§ **Texte à analyser**:
┏━━

Vous êtes-vous déjà cassé une jambe ? Il semblerait que ça fait mal en tabarnik. Je me suis jamais cassé une jambe. J’ai toutefois vu ma sœur se casser le fémur lors de notre première et seule journée de ski en famille. Elle avait l’air d’avoir mal en tabarnik.
J’ai eu un super bon prof en secondaire 1. Martin. C’était le prof d’enseignement religieux, mais il nous faisait écouter du Pink Floyd.
Il nous a fait regarder Of Mice and Men et A Beautiful Mind. En secondaire un, ce prof-là nous a fait découvrir Dark Side of the Moon en plus de nous apprendre que les médicaments pour traiter la schizophrénie pouvaient causer des p’tits problèmes d’érection. Jusqu’à ce jour, j’ai toujours pas appris autant de choses en si peu de temps, à part peut-être dans mon cours de créativité à l’UQAM où j’ai appris qu’une prof portant des verres fumés à l’intérieur était incapable de voir que ses élèves se sont saoulés au lieu d’aller « se perdre dans la ville pour s’en imprégner ».

┗━━

§ **Données extraites**:
┏━━

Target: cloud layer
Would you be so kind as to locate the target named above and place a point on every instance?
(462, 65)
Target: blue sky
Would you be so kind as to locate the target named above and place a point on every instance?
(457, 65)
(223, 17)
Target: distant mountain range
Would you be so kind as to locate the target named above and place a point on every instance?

┗━━

§ **Présentation de l'exercice**:
Répondez aux questions suivantes à partir du texte à analyser.
(a) Quel os la sœur s'est-elle cassé lors de la journée de ski en famille ?
(b) Quelle matière Martin enseignait-il en secondaire 1 ?
(c) Dans quel cours à l'UQAM la personne qui raconte dit-elle avoir aussi beaucoup appris ?

§ **Corrigé de l'exercice**:
(a) La sœur s'est cassé le fémur.
(b) Martin enseignait l'enseignement religieux.
(c) Il s'agit du cours de créativité à l'UQAM.